Entries taken from a collection
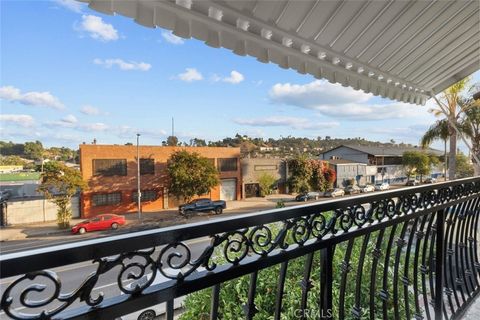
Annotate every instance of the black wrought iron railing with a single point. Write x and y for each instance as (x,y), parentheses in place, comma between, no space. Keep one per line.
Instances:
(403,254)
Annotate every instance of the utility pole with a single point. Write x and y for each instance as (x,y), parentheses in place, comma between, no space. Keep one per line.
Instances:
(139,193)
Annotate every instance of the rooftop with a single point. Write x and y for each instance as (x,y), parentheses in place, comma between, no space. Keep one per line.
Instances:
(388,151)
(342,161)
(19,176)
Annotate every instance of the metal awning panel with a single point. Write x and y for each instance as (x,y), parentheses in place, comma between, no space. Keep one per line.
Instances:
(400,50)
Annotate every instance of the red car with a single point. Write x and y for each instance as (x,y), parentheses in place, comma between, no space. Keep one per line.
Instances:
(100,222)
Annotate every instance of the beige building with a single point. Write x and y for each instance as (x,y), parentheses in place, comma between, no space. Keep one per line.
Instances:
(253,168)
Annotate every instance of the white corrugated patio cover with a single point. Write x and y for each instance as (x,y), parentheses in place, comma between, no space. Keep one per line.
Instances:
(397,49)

---

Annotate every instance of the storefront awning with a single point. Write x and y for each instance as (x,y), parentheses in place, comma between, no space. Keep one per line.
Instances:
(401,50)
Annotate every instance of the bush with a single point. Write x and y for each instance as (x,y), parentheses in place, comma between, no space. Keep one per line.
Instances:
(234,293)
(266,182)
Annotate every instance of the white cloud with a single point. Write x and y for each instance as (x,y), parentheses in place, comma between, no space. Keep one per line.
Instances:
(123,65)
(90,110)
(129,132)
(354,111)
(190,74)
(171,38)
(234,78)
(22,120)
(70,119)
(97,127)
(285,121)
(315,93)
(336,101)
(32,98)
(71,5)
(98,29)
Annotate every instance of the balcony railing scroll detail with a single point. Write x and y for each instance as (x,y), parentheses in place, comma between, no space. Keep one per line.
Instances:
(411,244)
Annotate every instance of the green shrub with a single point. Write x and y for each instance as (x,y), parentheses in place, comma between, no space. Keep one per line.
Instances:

▶ Requirement: Among the entries above, how many lines contain the string "white"? Write the number alone.

▶ Result: 2